*DESCRIPTION OF THE TASK*.
Copy out the entries word for word, starting at the line that contains "Pass this photo to locate to point out the concrete" and ending at the line that contains "x=486, y=37", with both of those lines included. Omit the pictures.

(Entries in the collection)
--

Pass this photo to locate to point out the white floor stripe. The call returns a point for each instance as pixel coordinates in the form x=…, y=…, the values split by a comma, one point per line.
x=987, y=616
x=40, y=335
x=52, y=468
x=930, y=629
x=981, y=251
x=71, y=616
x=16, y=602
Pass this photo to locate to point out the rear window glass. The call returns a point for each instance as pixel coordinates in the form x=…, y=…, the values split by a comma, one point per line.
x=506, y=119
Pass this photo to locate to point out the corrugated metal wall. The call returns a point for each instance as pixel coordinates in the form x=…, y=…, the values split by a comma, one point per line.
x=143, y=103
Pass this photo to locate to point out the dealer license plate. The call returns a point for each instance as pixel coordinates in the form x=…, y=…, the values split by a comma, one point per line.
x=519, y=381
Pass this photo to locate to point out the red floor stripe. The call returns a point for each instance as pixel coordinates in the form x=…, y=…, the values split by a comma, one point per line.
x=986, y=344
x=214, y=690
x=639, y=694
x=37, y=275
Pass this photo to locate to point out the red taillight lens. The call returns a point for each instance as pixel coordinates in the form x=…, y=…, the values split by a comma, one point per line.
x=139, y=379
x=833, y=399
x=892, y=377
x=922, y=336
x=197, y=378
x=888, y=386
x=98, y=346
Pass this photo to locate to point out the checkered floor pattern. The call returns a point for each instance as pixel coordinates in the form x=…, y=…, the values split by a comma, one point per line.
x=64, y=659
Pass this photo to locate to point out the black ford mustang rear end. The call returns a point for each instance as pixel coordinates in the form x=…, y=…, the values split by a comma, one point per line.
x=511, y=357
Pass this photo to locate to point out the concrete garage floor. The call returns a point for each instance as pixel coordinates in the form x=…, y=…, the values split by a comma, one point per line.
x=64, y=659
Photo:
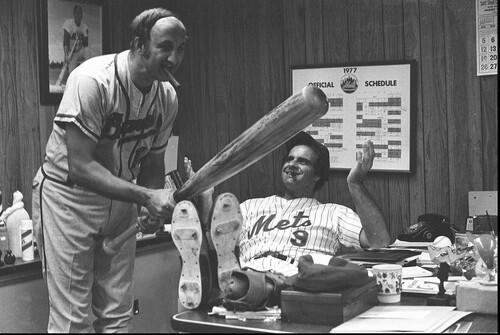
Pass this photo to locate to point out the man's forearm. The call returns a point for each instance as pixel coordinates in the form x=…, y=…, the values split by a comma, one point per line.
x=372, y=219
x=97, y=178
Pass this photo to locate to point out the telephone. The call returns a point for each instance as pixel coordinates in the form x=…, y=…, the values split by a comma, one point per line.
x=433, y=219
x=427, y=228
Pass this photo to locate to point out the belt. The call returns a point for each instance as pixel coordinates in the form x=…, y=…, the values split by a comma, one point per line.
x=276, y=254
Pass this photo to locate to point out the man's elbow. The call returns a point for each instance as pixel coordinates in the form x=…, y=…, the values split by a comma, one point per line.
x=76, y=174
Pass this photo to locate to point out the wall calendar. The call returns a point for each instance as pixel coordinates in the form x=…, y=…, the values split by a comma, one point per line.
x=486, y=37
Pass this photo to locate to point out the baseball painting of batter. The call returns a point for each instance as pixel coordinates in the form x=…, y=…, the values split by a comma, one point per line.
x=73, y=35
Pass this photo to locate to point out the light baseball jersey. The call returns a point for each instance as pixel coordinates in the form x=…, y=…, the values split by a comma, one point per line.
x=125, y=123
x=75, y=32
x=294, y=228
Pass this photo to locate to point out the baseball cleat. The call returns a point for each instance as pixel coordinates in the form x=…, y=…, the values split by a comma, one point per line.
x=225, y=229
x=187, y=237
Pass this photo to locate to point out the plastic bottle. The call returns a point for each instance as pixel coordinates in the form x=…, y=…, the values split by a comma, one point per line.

--

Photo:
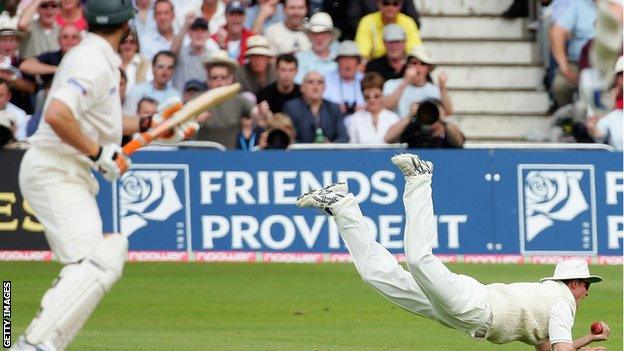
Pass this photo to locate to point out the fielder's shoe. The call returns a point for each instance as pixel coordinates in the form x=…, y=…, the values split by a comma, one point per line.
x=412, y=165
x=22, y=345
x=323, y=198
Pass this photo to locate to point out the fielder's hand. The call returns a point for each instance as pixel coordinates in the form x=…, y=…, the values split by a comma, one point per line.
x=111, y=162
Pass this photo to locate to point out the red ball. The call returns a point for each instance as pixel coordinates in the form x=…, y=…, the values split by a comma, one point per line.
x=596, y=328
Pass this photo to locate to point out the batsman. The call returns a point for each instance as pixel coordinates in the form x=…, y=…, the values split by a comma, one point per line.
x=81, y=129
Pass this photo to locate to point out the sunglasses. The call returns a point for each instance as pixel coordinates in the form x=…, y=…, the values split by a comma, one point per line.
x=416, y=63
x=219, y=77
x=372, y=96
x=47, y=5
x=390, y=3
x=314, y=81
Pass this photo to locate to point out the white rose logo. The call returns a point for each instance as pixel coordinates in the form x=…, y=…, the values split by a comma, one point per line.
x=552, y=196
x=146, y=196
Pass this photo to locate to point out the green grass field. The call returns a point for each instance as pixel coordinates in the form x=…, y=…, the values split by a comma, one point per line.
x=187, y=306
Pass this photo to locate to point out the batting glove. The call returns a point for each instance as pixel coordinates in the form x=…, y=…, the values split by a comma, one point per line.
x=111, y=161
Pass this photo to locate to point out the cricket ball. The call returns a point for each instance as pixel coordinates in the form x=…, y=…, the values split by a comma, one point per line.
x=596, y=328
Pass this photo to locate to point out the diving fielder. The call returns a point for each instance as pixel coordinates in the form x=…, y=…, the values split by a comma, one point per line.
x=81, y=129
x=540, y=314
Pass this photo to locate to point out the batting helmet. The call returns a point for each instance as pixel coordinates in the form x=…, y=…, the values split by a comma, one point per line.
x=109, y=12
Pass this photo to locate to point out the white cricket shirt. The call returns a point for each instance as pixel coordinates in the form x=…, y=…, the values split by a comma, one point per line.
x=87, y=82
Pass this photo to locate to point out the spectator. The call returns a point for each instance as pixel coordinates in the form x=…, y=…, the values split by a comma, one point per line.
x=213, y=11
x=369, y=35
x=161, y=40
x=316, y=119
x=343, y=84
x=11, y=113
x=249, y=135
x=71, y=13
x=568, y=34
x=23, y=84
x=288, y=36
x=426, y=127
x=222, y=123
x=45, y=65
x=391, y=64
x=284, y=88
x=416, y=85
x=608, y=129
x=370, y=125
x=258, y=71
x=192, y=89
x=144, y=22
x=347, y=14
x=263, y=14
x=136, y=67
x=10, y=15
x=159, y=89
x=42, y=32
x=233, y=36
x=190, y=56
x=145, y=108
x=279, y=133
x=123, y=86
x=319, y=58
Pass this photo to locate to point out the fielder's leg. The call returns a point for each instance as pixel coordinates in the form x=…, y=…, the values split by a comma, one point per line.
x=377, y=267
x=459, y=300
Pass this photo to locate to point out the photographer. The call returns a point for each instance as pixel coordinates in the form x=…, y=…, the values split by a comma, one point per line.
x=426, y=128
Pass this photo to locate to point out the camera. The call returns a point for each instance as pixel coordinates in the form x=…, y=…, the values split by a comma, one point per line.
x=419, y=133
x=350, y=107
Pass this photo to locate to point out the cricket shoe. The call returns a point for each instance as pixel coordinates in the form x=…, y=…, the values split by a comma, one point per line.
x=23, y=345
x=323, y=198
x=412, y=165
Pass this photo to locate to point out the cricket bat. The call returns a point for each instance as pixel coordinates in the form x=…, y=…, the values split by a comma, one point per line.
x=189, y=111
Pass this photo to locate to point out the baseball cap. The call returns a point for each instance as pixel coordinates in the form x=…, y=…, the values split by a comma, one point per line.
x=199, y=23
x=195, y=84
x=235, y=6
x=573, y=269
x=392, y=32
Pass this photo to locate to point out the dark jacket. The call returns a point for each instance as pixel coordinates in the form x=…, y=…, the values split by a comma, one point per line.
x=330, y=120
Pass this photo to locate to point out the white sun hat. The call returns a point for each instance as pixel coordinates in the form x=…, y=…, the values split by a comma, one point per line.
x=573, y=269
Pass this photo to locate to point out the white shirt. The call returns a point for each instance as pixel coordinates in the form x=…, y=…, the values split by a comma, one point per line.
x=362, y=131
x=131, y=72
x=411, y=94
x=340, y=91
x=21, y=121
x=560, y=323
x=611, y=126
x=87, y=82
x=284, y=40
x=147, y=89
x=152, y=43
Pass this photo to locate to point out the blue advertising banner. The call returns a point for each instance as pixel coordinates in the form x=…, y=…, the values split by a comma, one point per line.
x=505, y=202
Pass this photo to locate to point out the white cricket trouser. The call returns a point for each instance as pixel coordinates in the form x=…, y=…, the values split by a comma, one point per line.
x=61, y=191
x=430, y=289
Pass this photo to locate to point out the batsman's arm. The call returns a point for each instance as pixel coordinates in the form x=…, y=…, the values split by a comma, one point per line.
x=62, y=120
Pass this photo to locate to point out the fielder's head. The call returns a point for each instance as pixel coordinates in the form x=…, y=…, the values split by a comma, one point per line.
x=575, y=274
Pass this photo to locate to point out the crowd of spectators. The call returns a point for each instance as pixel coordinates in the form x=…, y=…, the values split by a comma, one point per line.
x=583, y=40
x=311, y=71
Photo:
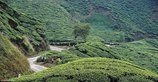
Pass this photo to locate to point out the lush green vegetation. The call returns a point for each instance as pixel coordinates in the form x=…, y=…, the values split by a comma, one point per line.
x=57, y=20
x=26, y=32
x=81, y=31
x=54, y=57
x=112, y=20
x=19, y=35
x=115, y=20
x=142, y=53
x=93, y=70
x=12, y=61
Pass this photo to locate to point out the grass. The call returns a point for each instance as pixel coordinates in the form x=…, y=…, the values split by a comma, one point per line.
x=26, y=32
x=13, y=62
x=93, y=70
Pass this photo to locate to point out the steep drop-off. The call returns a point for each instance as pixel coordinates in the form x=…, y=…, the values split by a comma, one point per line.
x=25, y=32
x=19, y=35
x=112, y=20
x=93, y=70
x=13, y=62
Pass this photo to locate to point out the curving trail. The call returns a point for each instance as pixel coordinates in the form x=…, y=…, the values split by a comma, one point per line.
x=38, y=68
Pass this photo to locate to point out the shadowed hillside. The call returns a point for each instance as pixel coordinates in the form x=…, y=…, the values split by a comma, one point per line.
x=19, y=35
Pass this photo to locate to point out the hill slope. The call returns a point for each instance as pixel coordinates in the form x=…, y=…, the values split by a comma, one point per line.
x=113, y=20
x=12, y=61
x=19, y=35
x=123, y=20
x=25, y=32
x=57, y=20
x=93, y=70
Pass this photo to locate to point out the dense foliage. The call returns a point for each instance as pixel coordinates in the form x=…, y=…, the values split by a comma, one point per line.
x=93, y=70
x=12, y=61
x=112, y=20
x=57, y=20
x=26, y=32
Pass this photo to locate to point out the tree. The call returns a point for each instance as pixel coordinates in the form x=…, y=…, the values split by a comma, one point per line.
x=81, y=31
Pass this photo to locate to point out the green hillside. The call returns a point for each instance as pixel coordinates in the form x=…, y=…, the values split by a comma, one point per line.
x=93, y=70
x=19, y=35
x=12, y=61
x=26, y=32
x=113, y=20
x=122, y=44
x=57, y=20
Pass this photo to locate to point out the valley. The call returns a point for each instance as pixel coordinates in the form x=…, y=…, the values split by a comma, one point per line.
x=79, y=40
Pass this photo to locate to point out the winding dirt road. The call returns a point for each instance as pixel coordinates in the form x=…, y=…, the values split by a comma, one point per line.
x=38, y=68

--

*OUTPUT BELOW*.
Pass this photo to locate to point out the concrete garage floor. The call returns a point for each instance as pixel coordinates in the form x=…, y=…, the values split by a comma, one point per line.
x=64, y=659
Photo:
Pass this photo to locate to point out the man's forearm. The call returns a point for each instance as pixel coordinates in the form x=…, y=…, the values split by a comma, one point per line.
x=372, y=219
x=97, y=178
Pass this photo to locate to point out the telephone. The call returns a point for each instance as pixel coordinates in the form x=…, y=…, the values split by a comma, one point per line.
x=433, y=219
x=427, y=228
Pass this photo to locate to point out the belt. The call returns a point for each instance as pixel coordinates in the form x=…, y=…, the values split by a comma, one point per line.
x=276, y=254
Pass this photo to locate to point out the man's elbow. The call returns a point for each instance as pixel coordinates in the form x=…, y=…, the values split by a comma, one point per line.
x=76, y=174
Pass this photo to locate to point out the wall calendar. The call returns a point for each instance as pixel coordinates in the form x=…, y=…, the values split by a comma, one point per line.
x=486, y=37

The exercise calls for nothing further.